### TRY IT
Return the part of the network-construction excerpt from "Both the Minimum" up to and including "of seed genes.", copied word for word.

### EXCERPTED TEXT
BEGIN
A zero-order network can reduce the number of seed genes because it retains only genes that are connected to each other
within the underlaying database. This can help simplify your gene list to highlight the biological theme of the database of
interest (i.e. protein-protein interactions, TF-gene interactions etc).
Both the Minimum Network and Steiner Forest Network tools aim to construct a minimally connected network that contains
all of the seed genes. This means that the only added nodes are ones that connect previously disjointed networks of seed genes.
The difference between the minimum network and the Steiner forest network is the way in which the approximate solution is
computed. For the minimum network, NetworkAnalyst implements an approximate approach based on shortest paths: we compute
pair-wise shortest paths between all seed nodes, and remove the nodes that are not on the shortest paths. For the Steiner
forest network, NetworkAnalyst implements a fast heuristic prize-collecting Steiner forest algorithm.
END
### GIVEN ENTRIES
BEGIN
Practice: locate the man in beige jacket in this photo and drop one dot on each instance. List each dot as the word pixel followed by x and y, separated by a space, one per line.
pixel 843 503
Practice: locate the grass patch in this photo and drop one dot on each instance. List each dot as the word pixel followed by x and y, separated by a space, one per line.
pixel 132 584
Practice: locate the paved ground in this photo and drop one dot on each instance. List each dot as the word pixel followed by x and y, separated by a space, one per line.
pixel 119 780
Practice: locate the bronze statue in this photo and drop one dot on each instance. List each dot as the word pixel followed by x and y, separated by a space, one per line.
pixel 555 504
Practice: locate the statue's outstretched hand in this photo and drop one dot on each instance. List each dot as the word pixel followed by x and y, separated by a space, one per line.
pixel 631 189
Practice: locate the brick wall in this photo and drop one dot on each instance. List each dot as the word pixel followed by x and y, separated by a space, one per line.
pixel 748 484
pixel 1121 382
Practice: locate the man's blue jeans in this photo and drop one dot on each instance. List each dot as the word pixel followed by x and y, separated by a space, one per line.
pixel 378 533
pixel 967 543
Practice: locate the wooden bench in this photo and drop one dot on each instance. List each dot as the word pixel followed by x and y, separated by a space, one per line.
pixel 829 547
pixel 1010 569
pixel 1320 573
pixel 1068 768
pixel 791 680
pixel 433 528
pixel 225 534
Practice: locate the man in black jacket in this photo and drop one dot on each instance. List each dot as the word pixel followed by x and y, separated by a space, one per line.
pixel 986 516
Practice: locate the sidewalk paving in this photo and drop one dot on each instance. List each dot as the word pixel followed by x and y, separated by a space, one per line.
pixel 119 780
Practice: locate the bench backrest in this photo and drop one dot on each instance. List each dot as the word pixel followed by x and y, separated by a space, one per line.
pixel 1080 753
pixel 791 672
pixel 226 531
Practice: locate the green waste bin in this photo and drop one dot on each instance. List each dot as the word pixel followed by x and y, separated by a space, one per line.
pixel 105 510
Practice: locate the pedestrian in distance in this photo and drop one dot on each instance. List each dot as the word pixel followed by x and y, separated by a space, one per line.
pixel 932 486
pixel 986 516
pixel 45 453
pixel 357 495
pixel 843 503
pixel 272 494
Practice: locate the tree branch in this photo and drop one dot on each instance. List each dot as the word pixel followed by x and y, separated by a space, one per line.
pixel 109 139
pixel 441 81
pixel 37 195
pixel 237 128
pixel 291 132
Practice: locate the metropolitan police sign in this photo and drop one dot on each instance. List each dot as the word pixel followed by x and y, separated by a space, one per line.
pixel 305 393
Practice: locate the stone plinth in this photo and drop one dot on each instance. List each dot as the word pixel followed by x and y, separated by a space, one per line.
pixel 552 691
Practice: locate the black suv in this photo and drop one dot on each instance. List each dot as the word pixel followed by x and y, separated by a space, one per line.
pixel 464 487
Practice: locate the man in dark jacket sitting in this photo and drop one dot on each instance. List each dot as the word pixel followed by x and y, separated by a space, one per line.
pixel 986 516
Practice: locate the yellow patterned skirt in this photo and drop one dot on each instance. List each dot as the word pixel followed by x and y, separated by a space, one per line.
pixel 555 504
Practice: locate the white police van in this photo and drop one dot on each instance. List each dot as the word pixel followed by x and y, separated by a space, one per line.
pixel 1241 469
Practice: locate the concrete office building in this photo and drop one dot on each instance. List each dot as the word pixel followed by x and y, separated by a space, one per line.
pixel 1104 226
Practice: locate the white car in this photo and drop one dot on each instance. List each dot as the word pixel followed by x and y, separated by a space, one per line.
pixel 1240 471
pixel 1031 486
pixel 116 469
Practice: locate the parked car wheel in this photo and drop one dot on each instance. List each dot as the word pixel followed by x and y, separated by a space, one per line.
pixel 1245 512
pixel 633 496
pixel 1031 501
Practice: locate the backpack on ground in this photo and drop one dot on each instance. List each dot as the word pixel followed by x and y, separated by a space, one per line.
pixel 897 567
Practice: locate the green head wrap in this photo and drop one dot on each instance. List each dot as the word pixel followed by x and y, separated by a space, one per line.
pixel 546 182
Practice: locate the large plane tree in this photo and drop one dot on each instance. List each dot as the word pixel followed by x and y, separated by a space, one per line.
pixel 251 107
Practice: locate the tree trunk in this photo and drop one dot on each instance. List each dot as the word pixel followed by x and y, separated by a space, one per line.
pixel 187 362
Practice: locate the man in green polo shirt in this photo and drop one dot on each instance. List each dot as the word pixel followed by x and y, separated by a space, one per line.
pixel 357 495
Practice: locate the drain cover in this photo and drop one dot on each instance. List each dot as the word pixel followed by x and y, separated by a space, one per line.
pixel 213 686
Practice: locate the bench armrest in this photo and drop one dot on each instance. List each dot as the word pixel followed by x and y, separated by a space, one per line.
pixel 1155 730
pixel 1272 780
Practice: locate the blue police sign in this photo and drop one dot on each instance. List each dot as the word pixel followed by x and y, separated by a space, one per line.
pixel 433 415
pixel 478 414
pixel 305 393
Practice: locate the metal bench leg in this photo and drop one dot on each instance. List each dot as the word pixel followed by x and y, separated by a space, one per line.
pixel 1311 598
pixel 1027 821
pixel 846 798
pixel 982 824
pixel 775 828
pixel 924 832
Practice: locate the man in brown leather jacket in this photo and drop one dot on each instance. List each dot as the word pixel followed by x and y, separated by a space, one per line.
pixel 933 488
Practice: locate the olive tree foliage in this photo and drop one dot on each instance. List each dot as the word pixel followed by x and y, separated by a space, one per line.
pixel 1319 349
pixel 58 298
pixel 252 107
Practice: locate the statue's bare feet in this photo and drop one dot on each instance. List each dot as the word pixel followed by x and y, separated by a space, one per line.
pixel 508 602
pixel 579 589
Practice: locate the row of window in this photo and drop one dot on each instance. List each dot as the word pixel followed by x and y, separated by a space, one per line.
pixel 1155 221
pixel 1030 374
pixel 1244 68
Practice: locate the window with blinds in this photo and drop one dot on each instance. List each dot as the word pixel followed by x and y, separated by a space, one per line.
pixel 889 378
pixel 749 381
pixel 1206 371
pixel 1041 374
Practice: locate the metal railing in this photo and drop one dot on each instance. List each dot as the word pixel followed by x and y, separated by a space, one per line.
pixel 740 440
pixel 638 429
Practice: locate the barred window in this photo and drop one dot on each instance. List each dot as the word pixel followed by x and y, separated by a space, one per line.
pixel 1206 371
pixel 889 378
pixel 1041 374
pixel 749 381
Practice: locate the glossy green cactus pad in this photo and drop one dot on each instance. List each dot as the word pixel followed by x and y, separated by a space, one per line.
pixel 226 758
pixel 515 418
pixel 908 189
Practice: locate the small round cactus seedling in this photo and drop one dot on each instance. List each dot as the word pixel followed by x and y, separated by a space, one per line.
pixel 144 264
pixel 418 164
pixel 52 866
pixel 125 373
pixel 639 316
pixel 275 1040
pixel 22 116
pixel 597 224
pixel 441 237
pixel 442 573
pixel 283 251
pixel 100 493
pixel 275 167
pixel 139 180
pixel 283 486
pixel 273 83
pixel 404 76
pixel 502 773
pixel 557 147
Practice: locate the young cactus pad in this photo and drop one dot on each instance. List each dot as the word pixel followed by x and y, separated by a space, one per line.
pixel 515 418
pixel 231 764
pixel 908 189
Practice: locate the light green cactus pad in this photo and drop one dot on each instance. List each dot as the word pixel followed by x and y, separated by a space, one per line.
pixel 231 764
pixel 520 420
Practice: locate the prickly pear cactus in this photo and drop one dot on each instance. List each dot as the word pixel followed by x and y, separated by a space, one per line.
END
### TASK SOLUTION
Both the Minimum Network and Steiner Forest Network tools aim to construct a minimally connected network that contains
all of the seed genes. This means that the only added nodes are ones that connect previously disjointed networks of seed genes.